Task directions
Which lines in the material below contain the string "plain"? Pick out each one and copy it in full.

Provided data

↓↓↓

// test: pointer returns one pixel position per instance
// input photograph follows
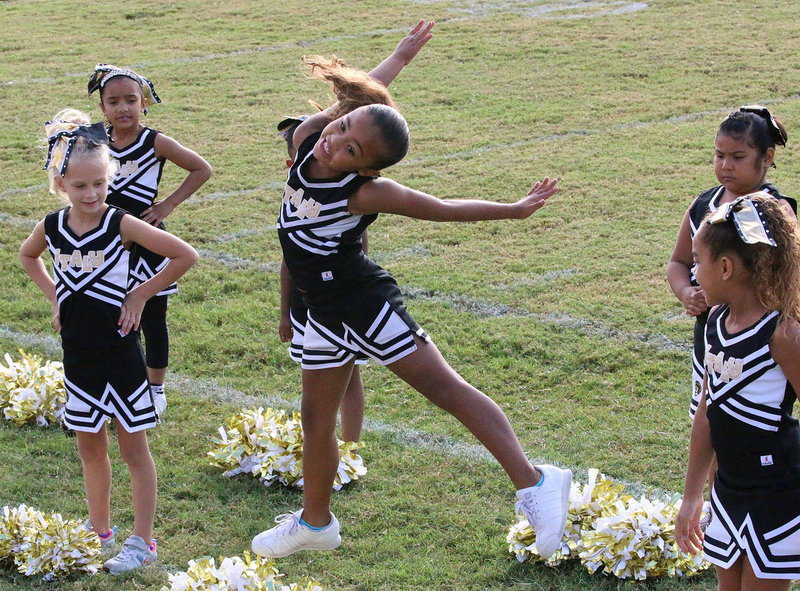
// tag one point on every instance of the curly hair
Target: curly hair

↑↑↑
↓↓↓

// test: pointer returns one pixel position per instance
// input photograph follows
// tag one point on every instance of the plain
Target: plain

↑↑↑

Complete response
// tag one point on every instance of the plain
Target: plain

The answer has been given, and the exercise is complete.